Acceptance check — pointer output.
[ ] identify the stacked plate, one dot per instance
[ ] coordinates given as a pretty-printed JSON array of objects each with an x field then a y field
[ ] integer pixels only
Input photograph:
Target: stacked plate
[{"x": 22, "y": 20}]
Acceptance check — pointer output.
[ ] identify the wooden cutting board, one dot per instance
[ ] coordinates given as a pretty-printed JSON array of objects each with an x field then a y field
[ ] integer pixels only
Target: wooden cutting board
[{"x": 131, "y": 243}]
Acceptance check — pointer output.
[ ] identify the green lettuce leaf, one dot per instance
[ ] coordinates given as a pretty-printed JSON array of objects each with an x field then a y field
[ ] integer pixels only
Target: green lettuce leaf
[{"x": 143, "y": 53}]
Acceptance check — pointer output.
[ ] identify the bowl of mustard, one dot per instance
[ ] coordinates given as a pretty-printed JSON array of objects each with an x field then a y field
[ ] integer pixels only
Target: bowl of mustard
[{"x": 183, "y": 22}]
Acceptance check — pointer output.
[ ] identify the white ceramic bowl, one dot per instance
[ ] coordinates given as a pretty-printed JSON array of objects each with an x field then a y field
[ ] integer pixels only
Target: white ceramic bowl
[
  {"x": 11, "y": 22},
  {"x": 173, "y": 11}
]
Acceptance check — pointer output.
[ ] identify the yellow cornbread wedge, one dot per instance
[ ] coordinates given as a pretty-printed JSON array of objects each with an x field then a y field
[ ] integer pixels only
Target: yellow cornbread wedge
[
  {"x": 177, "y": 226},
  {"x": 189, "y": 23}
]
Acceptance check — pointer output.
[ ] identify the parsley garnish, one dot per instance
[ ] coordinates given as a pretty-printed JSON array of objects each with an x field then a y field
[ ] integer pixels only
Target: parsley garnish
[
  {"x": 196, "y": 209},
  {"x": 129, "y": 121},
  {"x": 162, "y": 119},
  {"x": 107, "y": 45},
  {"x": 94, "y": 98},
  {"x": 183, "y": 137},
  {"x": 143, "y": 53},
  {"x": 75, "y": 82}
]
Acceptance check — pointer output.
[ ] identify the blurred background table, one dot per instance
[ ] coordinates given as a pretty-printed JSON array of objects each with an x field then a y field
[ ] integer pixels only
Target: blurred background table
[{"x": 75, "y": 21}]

+---+

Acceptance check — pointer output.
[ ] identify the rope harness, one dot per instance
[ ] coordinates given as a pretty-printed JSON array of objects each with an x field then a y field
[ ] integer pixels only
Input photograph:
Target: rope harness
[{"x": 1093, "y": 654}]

+---+

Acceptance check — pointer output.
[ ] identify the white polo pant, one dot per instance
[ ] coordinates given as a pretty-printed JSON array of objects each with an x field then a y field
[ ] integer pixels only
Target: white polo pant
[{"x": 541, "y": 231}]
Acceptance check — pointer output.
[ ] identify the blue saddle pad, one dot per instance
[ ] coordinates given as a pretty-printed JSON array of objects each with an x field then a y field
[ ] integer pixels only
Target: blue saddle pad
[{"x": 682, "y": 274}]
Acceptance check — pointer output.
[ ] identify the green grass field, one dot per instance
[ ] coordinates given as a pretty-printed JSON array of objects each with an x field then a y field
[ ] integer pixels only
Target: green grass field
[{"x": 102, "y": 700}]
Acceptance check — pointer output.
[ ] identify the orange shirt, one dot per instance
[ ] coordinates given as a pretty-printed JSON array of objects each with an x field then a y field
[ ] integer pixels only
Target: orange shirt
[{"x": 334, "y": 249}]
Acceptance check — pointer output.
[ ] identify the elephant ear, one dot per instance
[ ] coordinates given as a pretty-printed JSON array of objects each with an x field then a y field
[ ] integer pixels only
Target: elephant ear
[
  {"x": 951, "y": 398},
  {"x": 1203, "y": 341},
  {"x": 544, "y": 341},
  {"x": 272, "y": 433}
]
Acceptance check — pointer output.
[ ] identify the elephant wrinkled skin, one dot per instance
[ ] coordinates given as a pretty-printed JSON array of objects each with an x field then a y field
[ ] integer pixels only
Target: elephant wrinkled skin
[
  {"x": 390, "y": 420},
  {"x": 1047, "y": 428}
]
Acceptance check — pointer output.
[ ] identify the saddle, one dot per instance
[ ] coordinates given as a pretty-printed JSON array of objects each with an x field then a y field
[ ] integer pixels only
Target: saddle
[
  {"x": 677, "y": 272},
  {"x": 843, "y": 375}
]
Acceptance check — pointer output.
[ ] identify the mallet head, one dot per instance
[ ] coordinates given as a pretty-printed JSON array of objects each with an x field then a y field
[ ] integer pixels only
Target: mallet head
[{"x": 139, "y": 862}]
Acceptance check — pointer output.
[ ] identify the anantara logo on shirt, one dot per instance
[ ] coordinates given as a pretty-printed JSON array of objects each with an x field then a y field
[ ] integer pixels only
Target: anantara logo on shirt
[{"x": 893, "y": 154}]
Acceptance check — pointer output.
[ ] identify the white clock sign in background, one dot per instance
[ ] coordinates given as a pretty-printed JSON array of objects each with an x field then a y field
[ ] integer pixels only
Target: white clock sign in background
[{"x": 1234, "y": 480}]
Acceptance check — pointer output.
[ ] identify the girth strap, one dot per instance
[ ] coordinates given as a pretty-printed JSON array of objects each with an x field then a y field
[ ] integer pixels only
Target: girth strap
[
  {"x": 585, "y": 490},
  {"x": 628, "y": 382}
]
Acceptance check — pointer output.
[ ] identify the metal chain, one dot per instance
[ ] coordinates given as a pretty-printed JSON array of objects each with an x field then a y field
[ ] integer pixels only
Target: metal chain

+---+

Count how many lines in the records above contain the string "wedge", treating case as significant. Reply with only the number.

2